→ Text section
——————

In async_video_manager.py (Line 117):

# BEFORE:
max_polls = 24  # 2 minutes max
for i in range(max_polls):
    time.sleep(5)  # 24 * 5 = 120 seconds = 2 minutes

The Flow:

  1. ✅ Frontend increased to 4 minutes
  2. ❌ Backend still at 2 minutes
  3. ❌ Backend times out FIRST (at 95% progress)
  4. Frontend gets error response before its 4-minute timeout

The Fix

Changed Backend Timeout:

# AFTER:
max_polls = 48  # 4 minutes max (Veo 3 can take 2-3 minutes)
for i in range(max_polls):
    time.sleep(5)  # 48 * 5 = 240 seconds = 4 minutes

Fixed Progress Calculation:

# BEFORE:
progress = 30 + (i * 3)  # Calculated for 24 polls

# AFTER:
progress = 30 + int((i / max_polls) * 65)  # Works for any max_polls

Why?

  • With 24 polls: i * 3 gives nice increments (30, 33, 36, ...)
  • With 48 polls: i * 3 would go way past 100% (30, 33, ..., 174!)

——————

→ Record list
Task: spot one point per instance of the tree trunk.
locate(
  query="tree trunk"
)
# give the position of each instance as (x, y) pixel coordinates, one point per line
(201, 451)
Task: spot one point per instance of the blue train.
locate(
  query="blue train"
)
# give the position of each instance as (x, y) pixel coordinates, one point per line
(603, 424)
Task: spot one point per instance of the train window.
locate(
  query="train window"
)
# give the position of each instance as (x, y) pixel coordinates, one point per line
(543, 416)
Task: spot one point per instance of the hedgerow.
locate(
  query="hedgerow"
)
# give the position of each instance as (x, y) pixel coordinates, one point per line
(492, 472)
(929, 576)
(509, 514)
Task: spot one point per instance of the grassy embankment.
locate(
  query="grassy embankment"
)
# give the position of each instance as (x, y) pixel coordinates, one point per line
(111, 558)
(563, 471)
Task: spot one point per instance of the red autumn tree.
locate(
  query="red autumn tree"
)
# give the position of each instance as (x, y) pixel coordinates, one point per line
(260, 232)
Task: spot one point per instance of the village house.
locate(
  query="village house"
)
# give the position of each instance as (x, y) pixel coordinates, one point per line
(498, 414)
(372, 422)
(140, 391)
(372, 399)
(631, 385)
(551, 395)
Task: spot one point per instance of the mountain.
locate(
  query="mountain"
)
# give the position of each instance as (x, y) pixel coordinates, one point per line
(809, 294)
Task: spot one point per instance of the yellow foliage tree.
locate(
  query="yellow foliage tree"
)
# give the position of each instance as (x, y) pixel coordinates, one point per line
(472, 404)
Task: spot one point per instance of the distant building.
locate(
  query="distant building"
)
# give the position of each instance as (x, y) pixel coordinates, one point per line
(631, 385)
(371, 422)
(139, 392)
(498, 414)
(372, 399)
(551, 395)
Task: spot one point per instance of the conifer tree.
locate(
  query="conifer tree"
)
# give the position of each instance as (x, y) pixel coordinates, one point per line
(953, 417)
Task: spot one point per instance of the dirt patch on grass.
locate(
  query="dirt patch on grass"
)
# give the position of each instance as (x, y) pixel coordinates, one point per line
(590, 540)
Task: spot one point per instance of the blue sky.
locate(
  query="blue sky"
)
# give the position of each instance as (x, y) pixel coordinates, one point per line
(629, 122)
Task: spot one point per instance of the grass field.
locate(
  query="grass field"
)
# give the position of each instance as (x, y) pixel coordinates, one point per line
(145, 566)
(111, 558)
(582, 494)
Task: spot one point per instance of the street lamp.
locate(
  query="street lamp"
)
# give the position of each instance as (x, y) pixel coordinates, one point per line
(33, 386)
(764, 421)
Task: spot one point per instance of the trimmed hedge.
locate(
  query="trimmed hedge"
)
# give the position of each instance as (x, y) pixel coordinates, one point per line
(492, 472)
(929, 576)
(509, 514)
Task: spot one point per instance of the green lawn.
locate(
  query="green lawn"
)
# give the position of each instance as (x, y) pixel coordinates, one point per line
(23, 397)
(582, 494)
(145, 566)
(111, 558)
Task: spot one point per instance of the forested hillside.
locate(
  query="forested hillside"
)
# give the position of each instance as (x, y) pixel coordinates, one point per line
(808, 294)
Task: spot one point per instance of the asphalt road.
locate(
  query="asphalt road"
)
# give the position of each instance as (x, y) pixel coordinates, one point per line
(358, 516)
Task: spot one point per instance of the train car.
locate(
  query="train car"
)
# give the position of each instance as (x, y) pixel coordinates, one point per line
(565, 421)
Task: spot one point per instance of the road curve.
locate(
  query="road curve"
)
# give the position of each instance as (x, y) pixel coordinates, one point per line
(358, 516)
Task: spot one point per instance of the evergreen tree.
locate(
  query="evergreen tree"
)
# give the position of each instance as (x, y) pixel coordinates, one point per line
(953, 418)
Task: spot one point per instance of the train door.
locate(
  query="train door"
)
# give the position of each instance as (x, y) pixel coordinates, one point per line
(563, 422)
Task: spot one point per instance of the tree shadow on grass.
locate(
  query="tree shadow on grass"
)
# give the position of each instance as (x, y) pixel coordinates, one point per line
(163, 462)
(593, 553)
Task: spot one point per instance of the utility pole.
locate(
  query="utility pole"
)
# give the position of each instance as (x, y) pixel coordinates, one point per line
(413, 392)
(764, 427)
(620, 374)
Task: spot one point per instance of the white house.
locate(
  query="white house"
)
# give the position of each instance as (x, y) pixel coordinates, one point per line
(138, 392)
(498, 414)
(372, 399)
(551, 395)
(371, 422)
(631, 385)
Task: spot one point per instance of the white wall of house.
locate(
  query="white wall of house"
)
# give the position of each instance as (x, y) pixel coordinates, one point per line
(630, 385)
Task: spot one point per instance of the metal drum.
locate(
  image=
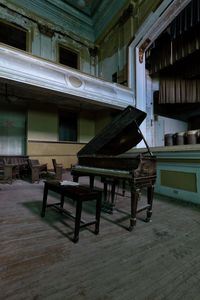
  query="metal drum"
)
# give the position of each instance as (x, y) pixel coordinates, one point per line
(179, 138)
(169, 139)
(191, 136)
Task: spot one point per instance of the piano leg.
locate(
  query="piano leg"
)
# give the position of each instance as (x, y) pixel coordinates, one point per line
(150, 192)
(134, 203)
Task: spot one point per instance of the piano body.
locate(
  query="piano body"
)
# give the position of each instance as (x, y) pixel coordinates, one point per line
(106, 156)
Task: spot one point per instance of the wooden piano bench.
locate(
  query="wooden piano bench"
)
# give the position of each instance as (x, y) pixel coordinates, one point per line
(77, 193)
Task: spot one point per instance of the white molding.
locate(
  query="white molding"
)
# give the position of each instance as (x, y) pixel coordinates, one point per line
(25, 68)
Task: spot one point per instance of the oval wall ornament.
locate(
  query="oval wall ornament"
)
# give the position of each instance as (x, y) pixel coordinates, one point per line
(75, 81)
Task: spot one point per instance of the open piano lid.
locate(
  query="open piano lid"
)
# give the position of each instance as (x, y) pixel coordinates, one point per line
(118, 136)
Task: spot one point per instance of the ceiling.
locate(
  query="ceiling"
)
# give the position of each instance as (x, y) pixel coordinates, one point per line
(88, 7)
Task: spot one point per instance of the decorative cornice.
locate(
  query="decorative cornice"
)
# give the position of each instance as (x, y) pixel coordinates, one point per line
(19, 66)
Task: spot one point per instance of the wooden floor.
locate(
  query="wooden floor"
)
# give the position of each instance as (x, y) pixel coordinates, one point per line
(158, 260)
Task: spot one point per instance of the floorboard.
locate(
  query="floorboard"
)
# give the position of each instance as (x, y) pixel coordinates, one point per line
(159, 260)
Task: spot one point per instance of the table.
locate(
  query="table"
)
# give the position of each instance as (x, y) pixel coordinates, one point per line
(77, 193)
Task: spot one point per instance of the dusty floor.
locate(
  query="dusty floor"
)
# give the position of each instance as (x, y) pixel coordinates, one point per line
(158, 260)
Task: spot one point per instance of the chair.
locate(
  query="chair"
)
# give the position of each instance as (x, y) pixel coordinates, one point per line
(57, 169)
(37, 169)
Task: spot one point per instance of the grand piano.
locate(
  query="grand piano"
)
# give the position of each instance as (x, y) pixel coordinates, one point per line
(107, 156)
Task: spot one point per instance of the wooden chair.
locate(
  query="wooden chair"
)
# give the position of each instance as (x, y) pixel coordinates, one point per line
(37, 169)
(57, 169)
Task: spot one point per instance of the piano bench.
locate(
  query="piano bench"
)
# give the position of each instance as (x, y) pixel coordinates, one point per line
(77, 193)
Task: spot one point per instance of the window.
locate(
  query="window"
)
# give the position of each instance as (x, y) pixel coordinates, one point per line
(13, 36)
(68, 57)
(68, 127)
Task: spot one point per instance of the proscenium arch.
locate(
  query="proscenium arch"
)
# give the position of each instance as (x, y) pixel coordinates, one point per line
(154, 25)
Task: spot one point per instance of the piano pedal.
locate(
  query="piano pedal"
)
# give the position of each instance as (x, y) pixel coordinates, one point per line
(107, 207)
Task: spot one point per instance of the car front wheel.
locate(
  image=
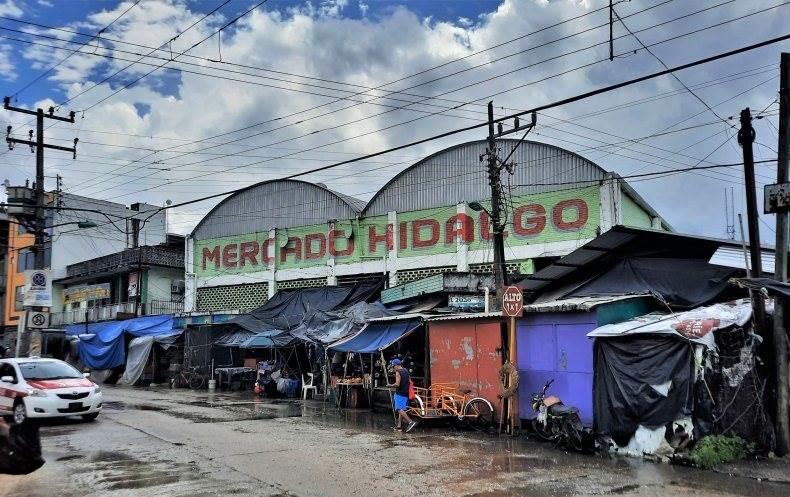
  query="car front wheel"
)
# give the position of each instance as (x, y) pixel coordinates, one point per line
(20, 413)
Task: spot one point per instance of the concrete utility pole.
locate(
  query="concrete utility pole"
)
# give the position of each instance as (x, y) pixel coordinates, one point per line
(495, 180)
(23, 342)
(780, 335)
(746, 137)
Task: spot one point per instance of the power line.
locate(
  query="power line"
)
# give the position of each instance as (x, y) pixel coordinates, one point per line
(565, 101)
(353, 105)
(660, 73)
(90, 39)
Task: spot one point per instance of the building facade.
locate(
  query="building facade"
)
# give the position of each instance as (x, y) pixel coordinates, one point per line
(78, 229)
(286, 234)
(145, 280)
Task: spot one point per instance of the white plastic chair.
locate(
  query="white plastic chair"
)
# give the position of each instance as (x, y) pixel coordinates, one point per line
(308, 386)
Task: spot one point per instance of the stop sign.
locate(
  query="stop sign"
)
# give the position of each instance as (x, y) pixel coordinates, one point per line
(512, 302)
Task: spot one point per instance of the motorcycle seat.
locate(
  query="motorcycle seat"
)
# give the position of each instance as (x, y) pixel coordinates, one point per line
(562, 409)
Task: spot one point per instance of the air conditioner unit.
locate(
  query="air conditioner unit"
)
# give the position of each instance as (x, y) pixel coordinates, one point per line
(177, 287)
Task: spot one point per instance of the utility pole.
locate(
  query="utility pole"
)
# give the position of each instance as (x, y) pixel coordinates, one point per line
(779, 333)
(40, 219)
(746, 137)
(495, 180)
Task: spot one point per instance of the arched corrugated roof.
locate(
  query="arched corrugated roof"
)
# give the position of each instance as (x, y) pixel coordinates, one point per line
(456, 175)
(275, 204)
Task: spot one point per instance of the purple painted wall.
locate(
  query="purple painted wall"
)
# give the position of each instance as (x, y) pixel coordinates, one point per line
(555, 345)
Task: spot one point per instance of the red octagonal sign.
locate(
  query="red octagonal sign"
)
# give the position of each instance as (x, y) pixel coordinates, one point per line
(512, 302)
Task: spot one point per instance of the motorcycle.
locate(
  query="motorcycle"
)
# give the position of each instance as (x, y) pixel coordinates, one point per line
(556, 422)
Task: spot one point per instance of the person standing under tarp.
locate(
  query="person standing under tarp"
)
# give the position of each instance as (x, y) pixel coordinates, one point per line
(401, 396)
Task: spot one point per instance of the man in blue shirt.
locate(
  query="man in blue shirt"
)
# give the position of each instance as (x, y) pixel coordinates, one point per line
(401, 396)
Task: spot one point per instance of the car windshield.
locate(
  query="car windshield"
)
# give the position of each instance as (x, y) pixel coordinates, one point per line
(47, 370)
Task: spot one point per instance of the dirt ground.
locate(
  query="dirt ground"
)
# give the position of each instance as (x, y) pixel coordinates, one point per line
(181, 443)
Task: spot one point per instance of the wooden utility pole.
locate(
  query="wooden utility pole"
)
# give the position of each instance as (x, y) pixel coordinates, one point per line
(23, 341)
(746, 137)
(780, 308)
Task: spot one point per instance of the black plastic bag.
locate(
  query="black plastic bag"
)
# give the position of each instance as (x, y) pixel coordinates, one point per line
(20, 450)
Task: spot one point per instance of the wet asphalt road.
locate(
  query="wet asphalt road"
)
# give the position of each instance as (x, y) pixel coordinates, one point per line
(155, 443)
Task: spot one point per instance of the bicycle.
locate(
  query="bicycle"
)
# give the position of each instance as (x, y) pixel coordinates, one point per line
(192, 378)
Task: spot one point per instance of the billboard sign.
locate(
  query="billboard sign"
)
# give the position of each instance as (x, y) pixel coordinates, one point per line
(38, 288)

——————

→ Request
Reproduce the timeout fix notes starting with "In async_video_manager.py (Line" and going on through "(at 95% progress)", renaming "Backend" to "Server" throughout.

→ Complete output
In async_video_manager.py (Line 117):

# BEFORE:
max_polls = 24  # 2 minutes max
for i in range(max_polls):
    time.sleep(5)  # 24 * 5 = 120 seconds = 2 minutes

The Flow:

  1. ✅ Frontend increased to 4 minutes
  2. ❌ Server still at 2 minutes
  3. ❌ Server times out FIRST (at 95% progress)